Task item => In the karate chapter below, what label does the author say is incorrectly applied to self-protection?
***** Supplied passage
Tuesday, August 7, 2018

Chapter 91: Karate as Self-Protection

First and foremost, karate, empty-hand protection, is very limited. For instance:

    Karate is inappropriate for protection against a gun.
    Karate is inappropriate for protection against a knife.
    Karate is inappropriate for protection against multiple attackers.
    Karate is inappropriate for protection against other weapons.
    Karate is inappropriate for protection against mass violence.
    Karate is inappropriate for protection against group attacks.
    etc.

Karate, if trained properly is good for only protection against another, single, person who is going to monkey dance with you where there is no probability of others jumping in the get their licks in to either party. Karate, if trained properly will provide you the tools to get the job done using other methods except empty hands alone, to stop an attack - principled based multiple methodologies. 

Karate is a great sport; karate is a great club like social collective; karate is a great way to develop a life philosophy; karate is a great self-heath, fitness and improvement model to enhance other self- health, fitness and improvement tools. 

The full Monty of self-protection, incorrectly labeled self-defense, is way to complex and complicated to believe one single model, as taught today, to achieve the before, during and after of an attack with aggression and violence. Karate, as other martial disciplines, is a wonderful tool to use as a prerequisite toward more robust and reality-based methods and models for self-protection.
**********
***** Information supplied
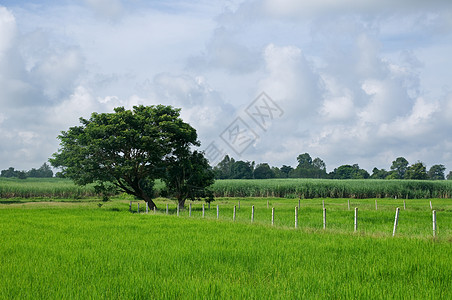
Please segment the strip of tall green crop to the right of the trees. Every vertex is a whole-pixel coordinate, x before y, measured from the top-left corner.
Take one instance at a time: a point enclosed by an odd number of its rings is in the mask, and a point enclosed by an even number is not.
[[[217,197],[450,198],[452,181],[259,179],[217,180]]]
**********
Response to the exercise => Self-defense.